▶ [Estratto del documento]
Venezia 82 | Frankenstein di Del Toro è un film riuscito a metà
Il Frankenstein di Guillermo Del Toro è meno audace rispetto ai migliori film del suo autore, ma è comunque in grado di dirci qualcosa di importante sul presente.
Alla base del Frankenstein di Guillermo Del Toro c’è un tradimento essenziale del romanzo originale. Se nel racconto di Mary Shelley la Creatura è presentata come un essere che viene progressivamente derubato della sua innocenza dalla negligenza del suo creatore, reso cattivo dai pregiudizi della società (quindi, in sintesi, dagli esseri umani), la Creatura di Del Toro è un “mostro” benevolo, tutto sommato incapace di compiere davvero delle azioni terribili e anzi disposto al perdono, alla compassione, all’empatia: ovvero caratterizzato da tutti quei tratti tipicamente “umani” che però gli umani hanno dimostrato di avere da tempo smarrito. La Creatura di Shelley si macchia anche di omicidi efferatissimi, persino infanticidi, e il romanzo finisce così per ritenerla comunque colpevole della sua rabbia vendicativa e degli orribili crimini che decide di commettere in risposta al rifiuto ricevuto dagli altri. Nel film di Del Toro, al contrario, il “mostro” è spesso una vittima, un capro espiatorio che viene accusato di tutto ciò che è invece responsabilità umana. A differenza di Lanthimos, che nell’ultimo Bugonia affida ugualmente a una entità non-umana il giudizio sull’umanità, finendo per condannarla all’estinzione perché ritenuta geneticamente incapace di fare del bene, Del Toro mantiene invece viva la fiamma della speranza, custodita come sempre nel suo cinema dai “diversi” - i mostri appunto - e dalle donne. Stavolta, però, rispetto ai suoi film migliori, tutto risulta un po’ troppo programmatico e anche lo stile visivo gotico-steampunk sembra più derivativo che in passato, saccheggiando molto dall’immaginario di Tim Burton (la Creatura è più simile a Edward mani di forbice che al mostro di Shelley) e facendo davvero poco per rendere la messa in scena originale e personale. Un melodramma ben diretto e ben recitato, a cui però manca l’audacia per cui è diventato celebre il suo autore, quella sua capacità di utilizzare gli strumenti del fantasy per raccontare il passaggio di un’epoca, il mutare di una società.

▶ [Da fare]
(1) Secondo la recensione, perché il romanzo di Mary Shelley finisce per ritenere colpevole la Creatura? Rispondi in una o due frasi.
(2) Aggiorna il passo della recensione che comincia con "Venezia 82 |" e si conclude con "importante sul presente.", mettendo "del Toro" al posto di "Del Toro".

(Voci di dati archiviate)
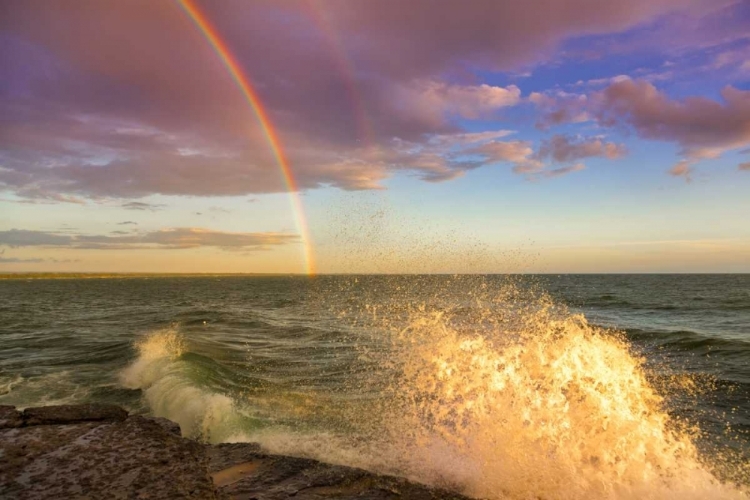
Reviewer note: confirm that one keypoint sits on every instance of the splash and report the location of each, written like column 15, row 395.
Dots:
column 495, row 392
column 501, row 393
column 173, row 390
column 243, row 82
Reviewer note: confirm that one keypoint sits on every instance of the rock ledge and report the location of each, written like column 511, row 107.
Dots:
column 98, row 451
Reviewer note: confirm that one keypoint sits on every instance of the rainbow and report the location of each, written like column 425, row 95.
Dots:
column 209, row 32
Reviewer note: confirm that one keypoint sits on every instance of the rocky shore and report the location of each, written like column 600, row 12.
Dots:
column 99, row 451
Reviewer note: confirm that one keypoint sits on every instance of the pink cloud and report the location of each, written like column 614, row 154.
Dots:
column 704, row 128
column 127, row 99
column 562, row 148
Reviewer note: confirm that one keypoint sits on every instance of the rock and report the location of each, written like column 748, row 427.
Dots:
column 69, row 414
column 10, row 417
column 132, row 458
column 98, row 452
column 243, row 471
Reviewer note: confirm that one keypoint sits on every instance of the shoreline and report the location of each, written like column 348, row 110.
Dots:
column 100, row 451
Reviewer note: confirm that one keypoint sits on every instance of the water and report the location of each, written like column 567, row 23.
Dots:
column 496, row 386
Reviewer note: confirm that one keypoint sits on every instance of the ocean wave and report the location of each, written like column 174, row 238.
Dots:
column 545, row 406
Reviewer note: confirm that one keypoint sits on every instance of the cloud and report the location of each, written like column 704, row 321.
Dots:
column 682, row 168
column 140, row 205
column 563, row 148
column 702, row 127
column 90, row 111
column 172, row 238
column 16, row 260
column 560, row 107
column 556, row 172
column 435, row 102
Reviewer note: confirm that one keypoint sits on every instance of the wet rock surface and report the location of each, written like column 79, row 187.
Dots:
column 93, row 451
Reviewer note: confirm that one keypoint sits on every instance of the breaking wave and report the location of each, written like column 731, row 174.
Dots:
column 517, row 399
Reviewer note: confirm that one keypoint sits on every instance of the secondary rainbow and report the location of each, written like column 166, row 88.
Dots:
column 243, row 82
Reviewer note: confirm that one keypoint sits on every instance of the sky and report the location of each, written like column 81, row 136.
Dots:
column 336, row 136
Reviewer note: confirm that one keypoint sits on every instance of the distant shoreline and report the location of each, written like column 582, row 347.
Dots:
column 21, row 275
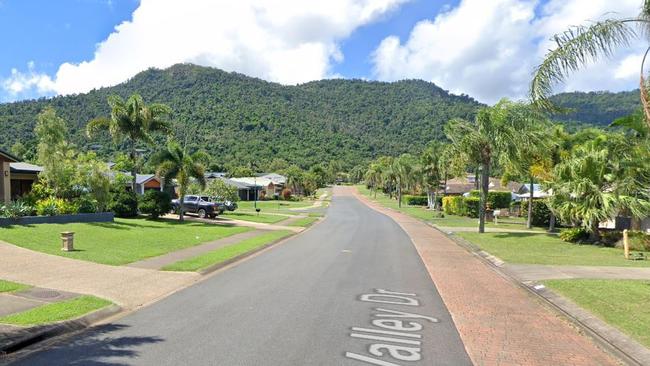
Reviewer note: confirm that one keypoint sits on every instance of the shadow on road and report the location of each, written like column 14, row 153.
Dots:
column 93, row 347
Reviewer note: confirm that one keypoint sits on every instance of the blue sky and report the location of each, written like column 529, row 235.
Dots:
column 71, row 46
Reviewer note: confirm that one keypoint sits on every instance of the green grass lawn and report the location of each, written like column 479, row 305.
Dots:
column 123, row 241
column 274, row 206
column 621, row 303
column 228, row 252
column 254, row 217
column 58, row 311
column 538, row 248
column 8, row 286
column 422, row 213
column 304, row 222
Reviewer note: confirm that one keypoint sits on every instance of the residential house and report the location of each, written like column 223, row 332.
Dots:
column 17, row 177
column 461, row 186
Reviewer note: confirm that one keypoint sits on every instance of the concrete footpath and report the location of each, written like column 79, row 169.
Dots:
column 128, row 287
column 498, row 321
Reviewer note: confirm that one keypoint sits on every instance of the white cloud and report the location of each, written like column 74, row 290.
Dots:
column 287, row 41
column 21, row 83
column 488, row 49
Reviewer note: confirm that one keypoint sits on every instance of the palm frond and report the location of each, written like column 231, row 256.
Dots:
column 577, row 47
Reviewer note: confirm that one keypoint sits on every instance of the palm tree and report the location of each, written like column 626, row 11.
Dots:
column 581, row 45
column 431, row 172
column 374, row 177
column 491, row 138
column 602, row 178
column 175, row 163
column 405, row 168
column 132, row 121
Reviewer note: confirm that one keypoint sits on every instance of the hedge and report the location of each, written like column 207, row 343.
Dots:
column 472, row 204
column 454, row 205
column 541, row 212
column 416, row 200
column 496, row 199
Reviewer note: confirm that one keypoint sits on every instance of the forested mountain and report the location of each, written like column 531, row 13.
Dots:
column 239, row 119
column 596, row 108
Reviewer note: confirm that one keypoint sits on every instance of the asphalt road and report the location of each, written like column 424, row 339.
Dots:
column 300, row 303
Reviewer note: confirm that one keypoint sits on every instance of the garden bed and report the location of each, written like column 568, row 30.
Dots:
column 58, row 219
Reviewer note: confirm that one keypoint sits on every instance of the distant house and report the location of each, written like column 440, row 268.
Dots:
column 17, row 178
column 271, row 184
column 146, row 182
column 461, row 186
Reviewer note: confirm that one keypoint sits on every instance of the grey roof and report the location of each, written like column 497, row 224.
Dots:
column 25, row 168
column 143, row 178
column 8, row 155
column 239, row 185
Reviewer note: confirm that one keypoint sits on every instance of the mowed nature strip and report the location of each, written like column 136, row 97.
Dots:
column 121, row 242
column 57, row 311
column 499, row 323
column 548, row 249
column 226, row 253
column 621, row 303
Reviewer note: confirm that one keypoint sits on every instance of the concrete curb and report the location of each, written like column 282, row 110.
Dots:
column 608, row 338
column 243, row 256
column 44, row 332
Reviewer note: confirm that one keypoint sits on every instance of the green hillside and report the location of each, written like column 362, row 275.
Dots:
column 242, row 119
column 596, row 108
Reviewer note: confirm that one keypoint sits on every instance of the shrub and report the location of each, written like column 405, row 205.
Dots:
column 50, row 206
column 16, row 209
column 541, row 212
column 124, row 204
column 286, row 194
column 574, row 235
column 155, row 203
column 472, row 206
column 416, row 200
column 496, row 199
column 638, row 241
column 454, row 205
column 85, row 204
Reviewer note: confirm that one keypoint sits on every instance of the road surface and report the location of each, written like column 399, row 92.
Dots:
column 350, row 291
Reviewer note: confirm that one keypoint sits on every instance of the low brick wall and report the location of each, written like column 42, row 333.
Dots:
column 58, row 219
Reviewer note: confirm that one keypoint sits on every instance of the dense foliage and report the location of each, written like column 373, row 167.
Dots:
column 241, row 120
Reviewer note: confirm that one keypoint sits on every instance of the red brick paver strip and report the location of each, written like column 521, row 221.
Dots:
column 499, row 323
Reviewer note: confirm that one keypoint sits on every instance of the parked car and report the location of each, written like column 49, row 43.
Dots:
column 230, row 205
column 199, row 205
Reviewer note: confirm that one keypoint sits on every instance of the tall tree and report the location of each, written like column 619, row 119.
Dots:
column 132, row 121
column 175, row 163
column 405, row 167
column 431, row 172
column 580, row 45
column 490, row 139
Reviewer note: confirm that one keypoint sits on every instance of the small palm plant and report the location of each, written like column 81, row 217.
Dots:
column 175, row 163
column 132, row 121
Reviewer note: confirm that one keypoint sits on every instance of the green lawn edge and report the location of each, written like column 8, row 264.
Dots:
column 547, row 249
column 304, row 222
column 58, row 311
column 8, row 286
column 620, row 303
column 228, row 252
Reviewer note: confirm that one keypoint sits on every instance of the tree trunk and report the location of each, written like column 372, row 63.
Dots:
column 594, row 235
column 529, row 223
column 133, row 168
column 180, row 206
column 399, row 194
column 485, row 186
column 551, row 225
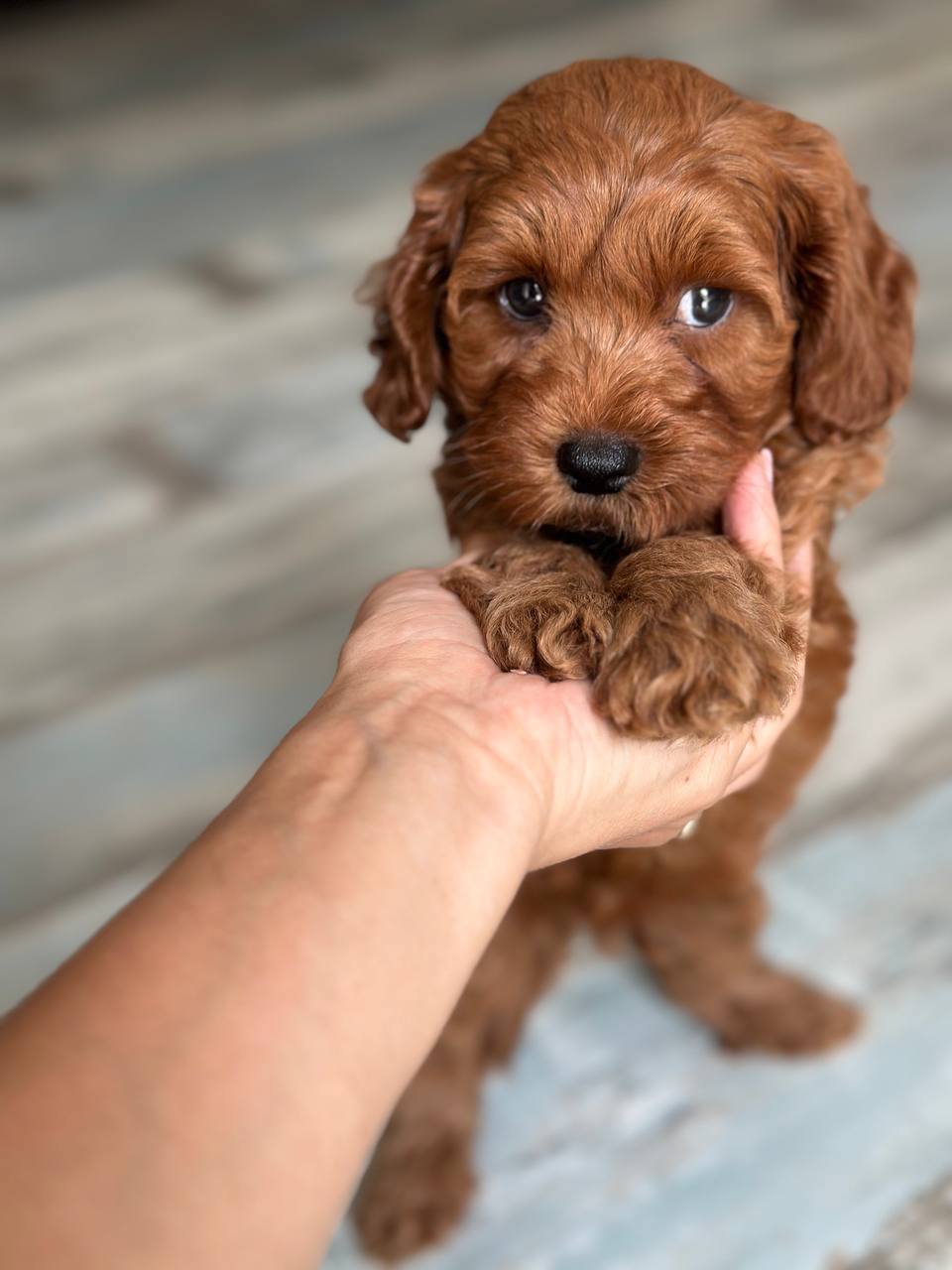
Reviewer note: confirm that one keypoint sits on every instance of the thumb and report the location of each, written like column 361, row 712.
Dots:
column 751, row 513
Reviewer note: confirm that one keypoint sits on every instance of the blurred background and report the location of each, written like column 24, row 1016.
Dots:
column 193, row 502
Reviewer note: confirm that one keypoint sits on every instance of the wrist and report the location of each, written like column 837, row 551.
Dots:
column 416, row 760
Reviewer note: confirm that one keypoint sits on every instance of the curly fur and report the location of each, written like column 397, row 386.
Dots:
column 621, row 183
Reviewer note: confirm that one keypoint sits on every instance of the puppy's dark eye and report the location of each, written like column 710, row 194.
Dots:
column 522, row 299
column 703, row 307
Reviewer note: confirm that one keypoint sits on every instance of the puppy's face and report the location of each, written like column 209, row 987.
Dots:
column 617, row 340
column 617, row 290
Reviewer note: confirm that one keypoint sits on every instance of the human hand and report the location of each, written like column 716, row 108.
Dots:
column 416, row 665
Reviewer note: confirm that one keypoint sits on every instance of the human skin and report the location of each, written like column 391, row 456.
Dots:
column 199, row 1084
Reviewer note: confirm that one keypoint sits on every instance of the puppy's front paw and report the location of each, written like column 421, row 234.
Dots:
column 413, row 1196
column 777, row 1012
column 702, row 642
column 540, row 608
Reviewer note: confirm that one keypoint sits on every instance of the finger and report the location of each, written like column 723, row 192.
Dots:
column 751, row 513
column 412, row 584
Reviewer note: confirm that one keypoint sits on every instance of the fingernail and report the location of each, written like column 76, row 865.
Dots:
column 767, row 460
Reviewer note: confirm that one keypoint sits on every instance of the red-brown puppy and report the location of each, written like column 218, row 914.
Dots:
column 629, row 284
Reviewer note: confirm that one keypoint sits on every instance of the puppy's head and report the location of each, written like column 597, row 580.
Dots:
column 622, row 289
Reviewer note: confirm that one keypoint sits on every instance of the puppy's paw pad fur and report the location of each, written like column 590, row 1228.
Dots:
column 702, row 642
column 413, row 1197
column 540, row 610
column 775, row 1012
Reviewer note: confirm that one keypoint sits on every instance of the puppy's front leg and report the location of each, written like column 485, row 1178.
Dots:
column 542, row 607
column 703, row 639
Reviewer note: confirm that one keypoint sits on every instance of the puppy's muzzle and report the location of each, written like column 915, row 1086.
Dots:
column 598, row 465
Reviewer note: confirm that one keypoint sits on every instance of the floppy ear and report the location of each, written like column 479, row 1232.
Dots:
column 855, row 291
column 405, row 291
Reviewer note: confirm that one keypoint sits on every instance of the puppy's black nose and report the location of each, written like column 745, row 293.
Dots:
column 598, row 465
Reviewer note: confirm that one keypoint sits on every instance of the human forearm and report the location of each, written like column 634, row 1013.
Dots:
column 214, row 1064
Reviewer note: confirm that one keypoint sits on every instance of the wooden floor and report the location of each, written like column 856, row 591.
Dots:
column 191, row 503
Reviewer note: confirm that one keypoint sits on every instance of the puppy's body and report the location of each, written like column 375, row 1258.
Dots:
column 553, row 289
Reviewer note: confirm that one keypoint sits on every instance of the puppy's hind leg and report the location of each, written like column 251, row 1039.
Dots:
column 420, row 1179
column 698, row 922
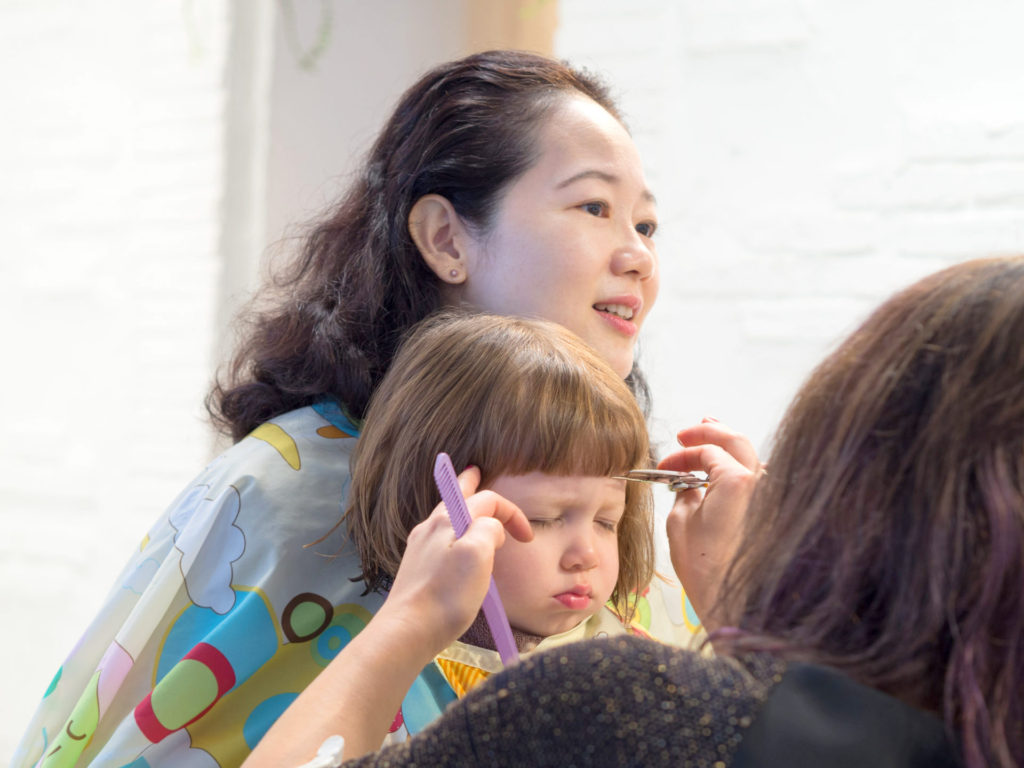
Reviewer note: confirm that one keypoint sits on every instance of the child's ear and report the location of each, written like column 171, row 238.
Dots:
column 441, row 238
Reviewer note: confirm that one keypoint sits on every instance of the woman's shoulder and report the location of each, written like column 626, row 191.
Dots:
column 815, row 715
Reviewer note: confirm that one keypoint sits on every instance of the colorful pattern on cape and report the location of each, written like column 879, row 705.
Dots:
column 237, row 598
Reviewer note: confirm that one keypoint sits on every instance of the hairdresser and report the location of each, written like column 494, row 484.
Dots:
column 871, row 613
column 504, row 181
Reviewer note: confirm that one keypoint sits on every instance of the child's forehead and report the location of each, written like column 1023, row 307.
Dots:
column 560, row 488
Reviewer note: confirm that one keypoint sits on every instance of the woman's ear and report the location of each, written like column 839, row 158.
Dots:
column 440, row 237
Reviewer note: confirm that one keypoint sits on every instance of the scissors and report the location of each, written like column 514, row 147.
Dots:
column 675, row 480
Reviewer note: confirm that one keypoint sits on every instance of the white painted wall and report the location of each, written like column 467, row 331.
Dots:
column 111, row 151
column 809, row 157
column 148, row 154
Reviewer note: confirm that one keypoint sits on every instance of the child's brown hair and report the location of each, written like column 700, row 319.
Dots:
column 512, row 396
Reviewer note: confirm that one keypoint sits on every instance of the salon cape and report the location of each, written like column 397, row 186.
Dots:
column 232, row 603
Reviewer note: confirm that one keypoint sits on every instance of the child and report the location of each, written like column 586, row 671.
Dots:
column 548, row 423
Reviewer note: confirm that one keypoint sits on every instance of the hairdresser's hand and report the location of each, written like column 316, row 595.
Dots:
column 704, row 525
column 442, row 580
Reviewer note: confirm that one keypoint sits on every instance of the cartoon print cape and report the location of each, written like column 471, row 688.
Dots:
column 227, row 610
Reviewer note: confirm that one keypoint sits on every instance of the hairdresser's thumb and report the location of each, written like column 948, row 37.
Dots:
column 469, row 480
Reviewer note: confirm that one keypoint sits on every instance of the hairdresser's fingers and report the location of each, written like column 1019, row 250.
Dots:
column 714, row 432
column 469, row 480
column 487, row 504
column 704, row 529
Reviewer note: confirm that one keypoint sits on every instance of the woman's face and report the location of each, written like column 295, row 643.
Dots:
column 570, row 240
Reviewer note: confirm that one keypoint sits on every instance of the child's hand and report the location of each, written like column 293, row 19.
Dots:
column 442, row 580
column 704, row 525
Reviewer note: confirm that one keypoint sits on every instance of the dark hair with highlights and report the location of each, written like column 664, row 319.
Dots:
column 512, row 396
column 331, row 323
column 888, row 538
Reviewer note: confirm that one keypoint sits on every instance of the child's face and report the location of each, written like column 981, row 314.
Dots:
column 569, row 569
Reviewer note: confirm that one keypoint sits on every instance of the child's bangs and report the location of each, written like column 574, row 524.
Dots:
column 566, row 421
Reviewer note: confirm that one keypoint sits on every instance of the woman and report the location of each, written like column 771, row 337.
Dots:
column 872, row 612
column 505, row 181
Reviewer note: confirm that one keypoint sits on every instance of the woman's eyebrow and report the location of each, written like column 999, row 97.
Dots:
column 602, row 176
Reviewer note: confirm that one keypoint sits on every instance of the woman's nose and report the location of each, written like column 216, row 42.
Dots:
column 634, row 255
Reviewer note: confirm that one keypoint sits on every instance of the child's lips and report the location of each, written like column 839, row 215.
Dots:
column 574, row 600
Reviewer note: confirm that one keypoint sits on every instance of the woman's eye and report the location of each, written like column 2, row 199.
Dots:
column 646, row 228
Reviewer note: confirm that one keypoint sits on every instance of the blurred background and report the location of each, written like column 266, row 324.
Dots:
column 809, row 157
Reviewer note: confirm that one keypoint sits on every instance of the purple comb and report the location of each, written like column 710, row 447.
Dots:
column 494, row 611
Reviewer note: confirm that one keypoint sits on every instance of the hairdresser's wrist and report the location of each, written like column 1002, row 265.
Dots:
column 419, row 633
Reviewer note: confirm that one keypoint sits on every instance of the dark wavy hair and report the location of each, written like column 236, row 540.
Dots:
column 887, row 539
column 329, row 325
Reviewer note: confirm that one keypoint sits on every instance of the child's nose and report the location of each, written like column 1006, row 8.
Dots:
column 580, row 553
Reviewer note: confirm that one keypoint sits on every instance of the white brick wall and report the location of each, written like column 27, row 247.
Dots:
column 111, row 151
column 809, row 158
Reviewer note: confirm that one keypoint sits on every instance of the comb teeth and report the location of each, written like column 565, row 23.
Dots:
column 448, row 483
column 494, row 611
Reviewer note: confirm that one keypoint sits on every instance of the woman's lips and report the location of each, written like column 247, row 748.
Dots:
column 573, row 600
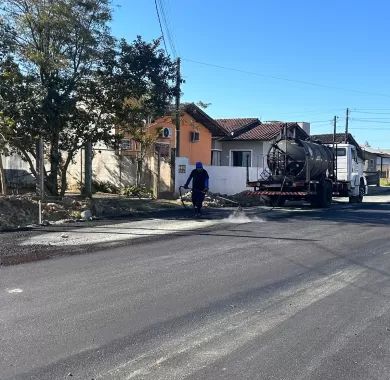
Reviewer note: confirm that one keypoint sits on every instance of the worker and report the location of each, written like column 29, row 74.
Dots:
column 200, row 186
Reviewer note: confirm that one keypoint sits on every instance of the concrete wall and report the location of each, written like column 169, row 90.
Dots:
column 258, row 148
column 196, row 151
column 223, row 179
column 107, row 166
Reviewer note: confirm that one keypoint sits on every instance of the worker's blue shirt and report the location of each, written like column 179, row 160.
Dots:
column 200, row 179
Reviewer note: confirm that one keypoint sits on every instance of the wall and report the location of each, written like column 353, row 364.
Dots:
column 223, row 179
column 18, row 172
column 256, row 147
column 107, row 166
column 195, row 151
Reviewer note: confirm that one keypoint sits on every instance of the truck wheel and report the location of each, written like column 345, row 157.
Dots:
column 323, row 198
column 358, row 198
column 274, row 201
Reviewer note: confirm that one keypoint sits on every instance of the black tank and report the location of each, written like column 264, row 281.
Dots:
column 293, row 157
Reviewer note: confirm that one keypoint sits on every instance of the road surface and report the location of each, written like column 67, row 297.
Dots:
column 301, row 297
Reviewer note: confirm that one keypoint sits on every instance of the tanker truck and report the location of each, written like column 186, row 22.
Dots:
column 311, row 171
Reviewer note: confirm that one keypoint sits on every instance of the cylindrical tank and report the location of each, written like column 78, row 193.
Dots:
column 294, row 157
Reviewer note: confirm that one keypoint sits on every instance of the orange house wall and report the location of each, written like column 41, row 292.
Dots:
column 197, row 151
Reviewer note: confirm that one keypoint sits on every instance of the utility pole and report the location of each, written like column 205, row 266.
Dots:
column 88, row 169
column 177, row 119
column 334, row 148
column 176, row 152
column 40, row 154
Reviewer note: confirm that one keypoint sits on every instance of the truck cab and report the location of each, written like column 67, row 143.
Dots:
column 349, row 173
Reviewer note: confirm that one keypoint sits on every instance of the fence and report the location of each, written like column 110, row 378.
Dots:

▶ [Soluzioni dell esercizio]
(1) Perché la Creatura di Shelley si macchia di omicidi efferatissimi, persino di infanticidi. Per questo il romanzo la ritiene colpevole della sua rabbia vendicativa e degli orribili crimini che decide di commettere in risposta al rifiuto ricevuto dagli altri.

(2)
Venezia 82 | Frankenstein di del Toro è un film riuscito a metà
Il Frankenstein di Guillermo del Toro è meno audace rispetto ai migliori film del suo autore, ma è comunque in grado di dirci qualcosa di importante sul presente.